__WHAT TO DO__:
Below are records to repeat exactly; copy them without the pictures.

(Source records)
• • •
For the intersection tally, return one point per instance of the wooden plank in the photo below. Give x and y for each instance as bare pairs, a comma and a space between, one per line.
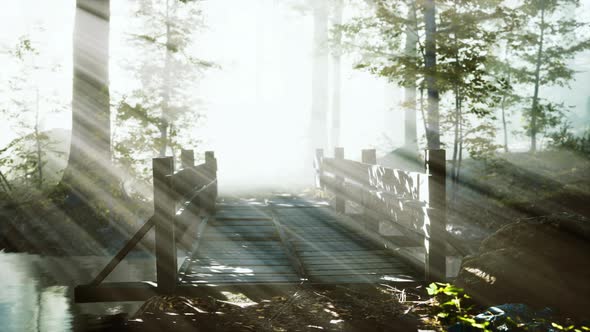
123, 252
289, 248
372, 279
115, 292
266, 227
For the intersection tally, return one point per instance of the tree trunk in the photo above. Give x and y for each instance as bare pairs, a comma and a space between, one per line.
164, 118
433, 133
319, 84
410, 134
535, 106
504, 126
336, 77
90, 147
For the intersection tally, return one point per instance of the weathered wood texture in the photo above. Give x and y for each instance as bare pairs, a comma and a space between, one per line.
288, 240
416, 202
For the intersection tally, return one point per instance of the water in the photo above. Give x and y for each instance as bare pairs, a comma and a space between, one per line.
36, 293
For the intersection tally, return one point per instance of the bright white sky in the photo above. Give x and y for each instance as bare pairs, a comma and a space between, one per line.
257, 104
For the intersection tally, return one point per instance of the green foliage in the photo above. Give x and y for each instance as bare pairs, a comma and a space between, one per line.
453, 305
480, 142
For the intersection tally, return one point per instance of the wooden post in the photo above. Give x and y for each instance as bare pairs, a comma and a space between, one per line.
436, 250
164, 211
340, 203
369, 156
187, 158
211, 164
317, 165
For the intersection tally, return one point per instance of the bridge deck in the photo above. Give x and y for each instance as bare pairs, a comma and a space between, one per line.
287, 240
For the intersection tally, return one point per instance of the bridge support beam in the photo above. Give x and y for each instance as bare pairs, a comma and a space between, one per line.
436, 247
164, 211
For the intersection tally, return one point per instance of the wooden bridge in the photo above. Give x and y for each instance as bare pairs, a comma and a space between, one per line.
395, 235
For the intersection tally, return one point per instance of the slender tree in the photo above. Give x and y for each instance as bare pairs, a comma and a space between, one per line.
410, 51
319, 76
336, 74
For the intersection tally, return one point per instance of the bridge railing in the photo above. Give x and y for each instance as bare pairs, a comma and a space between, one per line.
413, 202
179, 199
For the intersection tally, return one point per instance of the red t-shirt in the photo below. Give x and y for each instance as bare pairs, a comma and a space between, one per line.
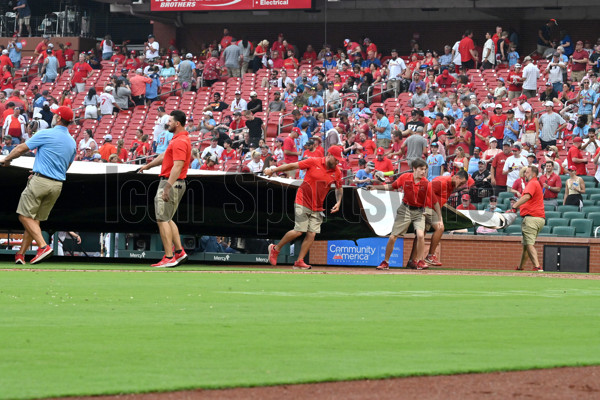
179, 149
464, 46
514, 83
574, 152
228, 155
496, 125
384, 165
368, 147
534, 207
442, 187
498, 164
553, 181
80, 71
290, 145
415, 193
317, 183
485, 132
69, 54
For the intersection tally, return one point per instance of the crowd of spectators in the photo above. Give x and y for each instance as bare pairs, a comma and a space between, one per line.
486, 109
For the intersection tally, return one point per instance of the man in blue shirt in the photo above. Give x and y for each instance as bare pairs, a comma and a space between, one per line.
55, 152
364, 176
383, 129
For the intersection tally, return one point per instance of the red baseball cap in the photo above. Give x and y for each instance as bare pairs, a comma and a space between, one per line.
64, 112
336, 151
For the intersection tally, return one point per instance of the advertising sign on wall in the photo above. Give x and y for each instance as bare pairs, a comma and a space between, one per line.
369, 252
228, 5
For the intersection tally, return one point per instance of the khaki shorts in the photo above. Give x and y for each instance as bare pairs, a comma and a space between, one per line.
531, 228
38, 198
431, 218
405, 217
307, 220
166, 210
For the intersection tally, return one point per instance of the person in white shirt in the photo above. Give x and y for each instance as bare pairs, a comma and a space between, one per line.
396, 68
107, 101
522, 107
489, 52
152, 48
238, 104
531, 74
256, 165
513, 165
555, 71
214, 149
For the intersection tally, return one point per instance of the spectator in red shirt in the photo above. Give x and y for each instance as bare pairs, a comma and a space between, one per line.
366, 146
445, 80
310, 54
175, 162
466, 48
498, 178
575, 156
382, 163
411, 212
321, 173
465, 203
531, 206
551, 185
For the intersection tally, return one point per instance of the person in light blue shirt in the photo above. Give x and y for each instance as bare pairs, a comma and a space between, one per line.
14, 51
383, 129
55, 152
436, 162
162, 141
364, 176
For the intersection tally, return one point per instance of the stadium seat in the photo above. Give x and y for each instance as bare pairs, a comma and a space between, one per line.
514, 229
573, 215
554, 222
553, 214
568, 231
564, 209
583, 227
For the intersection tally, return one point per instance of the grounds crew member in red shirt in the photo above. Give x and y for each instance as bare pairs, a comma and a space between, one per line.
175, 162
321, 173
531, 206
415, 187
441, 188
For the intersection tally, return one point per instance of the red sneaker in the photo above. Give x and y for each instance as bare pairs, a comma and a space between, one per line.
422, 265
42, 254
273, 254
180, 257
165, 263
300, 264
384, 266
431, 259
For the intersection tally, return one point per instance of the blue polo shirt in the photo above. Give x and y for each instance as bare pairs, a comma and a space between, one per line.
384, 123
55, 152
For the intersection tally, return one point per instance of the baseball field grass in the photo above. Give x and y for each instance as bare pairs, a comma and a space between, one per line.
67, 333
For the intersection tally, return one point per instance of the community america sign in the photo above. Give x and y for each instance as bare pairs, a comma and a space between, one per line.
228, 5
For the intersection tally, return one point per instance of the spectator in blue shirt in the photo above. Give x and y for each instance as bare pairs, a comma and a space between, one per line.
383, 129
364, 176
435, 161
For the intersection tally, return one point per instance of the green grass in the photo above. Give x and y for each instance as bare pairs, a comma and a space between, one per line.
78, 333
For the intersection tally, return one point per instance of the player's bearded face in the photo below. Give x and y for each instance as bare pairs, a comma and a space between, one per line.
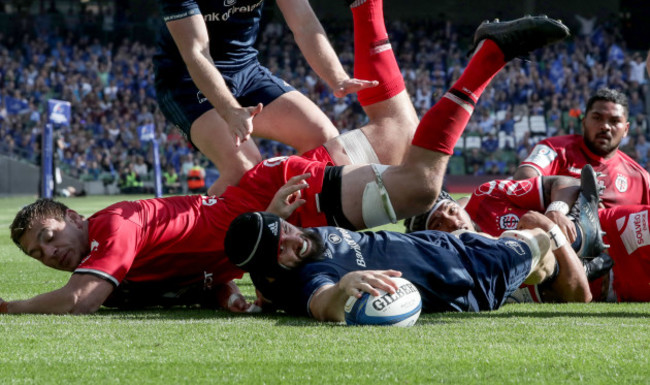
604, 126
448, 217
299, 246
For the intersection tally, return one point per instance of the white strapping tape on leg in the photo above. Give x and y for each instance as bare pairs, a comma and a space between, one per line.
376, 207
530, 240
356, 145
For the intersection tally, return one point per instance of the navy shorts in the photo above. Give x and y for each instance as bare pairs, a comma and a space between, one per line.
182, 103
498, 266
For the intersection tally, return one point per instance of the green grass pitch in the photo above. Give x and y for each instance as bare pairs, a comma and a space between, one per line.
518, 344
• • •
__SOLUTION TO THE EXERCISE__:
For the intersection tally, return one point per instance of the wooden plank in the photo below. Give x and y for each instance as bare pairs, a comma and a space between, one per line.
123, 252
289, 248
372, 279
115, 292
266, 227
For the intersection tally, return one point per instance of the tree trunk in the photo above. Give x and y for each instance as bare pairs, a comma and a space between, one per line.
164, 118
433, 133
319, 84
410, 134
535, 106
504, 126
336, 77
90, 147
For the intersection tally, return one point per instance of the weathered wood texture in the photo above. Give x and y for each instance as bare pairs, a comma and a space between, one per line.
288, 240
416, 202
For the intersection tally, return one point per instance of the water in the photo above. Give x and y for each instance as bare pairs, a comma and a space between, one per line.
36, 293
For the intersection tally, return one point per instance of the bright white sky in the photo above. Give x and y for each instance as bare pairs, a comma and a space between, one per line.
257, 104
For the intersection tally, return one point per instance of the green foliage in the photo above. Give x and y for each instance as bare pairs, a comma and a space between, one per line.
453, 305
480, 142
For the intersection tally, return one point per instance of the wooden post in the photo above. Give x and y for each instance as bare pairs, a comma and a space between, one per line.
436, 250
164, 211
340, 203
369, 156
187, 158
211, 164
317, 165
For the intersection tally, return one point per instance of the bridge deck in the photo above. Give x and y for each instance as bare pairs, a comma and a space between, one per line.
287, 240
For the intersection tally, return one point per instance of the bridge support beam in the photo above. Give x and y for each instance as bare pairs, a comma and a space between, one per line.
436, 247
164, 211
For the intersection tally, return one point per instance of the wooden bridge in the photo above. Give x and y for each instance as bare pairs, a comma and a space between, one per line.
395, 235
For the intersection tally, return one point per instance of the slender tree in the photo above. Give x and y for each instance as bare pairs, a comma and a space between, one per line.
410, 51
319, 76
336, 74
For the intersection tally, return one point per instance of the bridge railing in the photo above. Give x and y for each instance as bare pairs, a comma and a space between, one per line.
413, 202
179, 199
For the intersection tally, return one point per instance of the red t-shirt in the photo below. Give x and y for each instance as bare pairs, a comma and a space between, one per line.
179, 149
464, 46
514, 83
574, 152
228, 155
496, 125
384, 165
368, 147
534, 207
442, 187
498, 164
553, 181
80, 71
290, 145
415, 193
317, 183
485, 132
69, 54
For the intersection tally, return one point per instance of the crowd of spectators in the photo above. Give x and y for each instance as bare pairs, a comma and a space between, one per line.
486, 109
For the intersection tally, return one point per instance of the man in blue shirt in the photo above. Give x and y for each instance as bare pairs, a comma and a space between, one per line.
55, 152
364, 176
383, 129
For the intersection tally, return one point per instance of the red baseball cap in the photo above. Give x and y for each instance as bare pairs, a comma and a space between, one per line.
64, 112
336, 151
For the intersection tally, return one point per instance of the advertising sign on wall in the photo above. Give x and y for each instance as bare pairs, a comma and a space between, one per line.
369, 252
228, 5
For the intersection tally, return one point per instance of the khaki shorts in the photo above. Give x and y for each instance as bare pairs, a comma and a space between, one per line.
531, 228
38, 198
431, 218
405, 217
307, 220
166, 210
For the intersection tally, return one point per instance of the person in white shirt in the photo above. Give x and y for each instance as bare pairs, a comma and a space between, one per line.
396, 68
107, 101
522, 107
489, 52
152, 48
238, 104
531, 74
256, 165
513, 165
555, 71
214, 149
For the intersection tally, return one point per instance of the spectator in red shirt in the photo above. Give x and y for each instance as bare pairs, a comma and a space between, one per line.
366, 146
445, 80
310, 54
175, 162
466, 48
498, 178
575, 156
382, 163
411, 212
321, 173
465, 203
531, 206
551, 185
For the intersection tally, return one point per instance of the person in light blue shirt in the photo above. Give x and y for each instance as bare pairs, a comma and a space between, one per line.
14, 51
383, 129
55, 152
436, 162
162, 141
364, 176
For the intersection tally, return one point per instance of the stadium seat in the photo above. Give x and y for each instance as bare pairs, a comma and a space between, one per line.
514, 229
573, 215
554, 222
553, 214
568, 231
564, 209
583, 227
For the intersection tally, return one point per instance of the grounds crew member in red shirt in the photo above. Give x and y for each instance as bare pairs, a comma and a space between, one per line.
175, 162
321, 173
531, 206
415, 187
441, 188
For the intersection tally, return one point per instance of the red sneaker in the photo above. Give x and y for each instance as bare pairs, a comma and a space between, one per line.
422, 265
42, 254
273, 254
180, 257
165, 263
300, 264
384, 266
431, 259
For the intersection tally, return one point per instance of the blue polo shirt in the photo above. Give x and y for each instance as bare pairs, a comma and a space between, one per line.
384, 123
55, 152
For the intersection tally, return one point per instance of the baseball field grass in the photo above. Give x and y for each instance as bare pairs, a comma and a space between, one per line.
67, 333
For the intersection tally, return one point per instance of the community america sign in the photo above. Give x and y for each instance as bare pairs, a comma and a space between, one per line.
228, 5
For the intersection tally, return one point per instance of the spectator in blue shirt in the photo above. Give x and y for each instance as bare pairs, a comma and a space between, one per line.
383, 129
364, 176
435, 161
For the intersection tally, return one point per instance of the green grass in the photo above. Give x and y for each instance as bare pairs, a comma and a space between, one per line.
78, 333
For the intersection tally, return one point per instance of the player's bearded face in the photo below. Give x and y for each instance as bare pairs, a comma and a space between, one per line.
604, 126
448, 217
299, 246
For the intersection tally, return one point per instance of the white strapping tape on leg in the photo above. Give x and y for each instance as bare pairs, a comma and a space between, one per line.
376, 207
530, 240
356, 145
For the intersection tally, return one point per instance of the navy shorts in the photo above. Give x and y for each instance as bare pairs, a comma and a space between, one per line.
182, 103
498, 266
For the intersection tally, return one point per instance of the green grass pitch in the photo above. Give x and y for each instance as bare pairs, a comma and a space between, one per line.
518, 344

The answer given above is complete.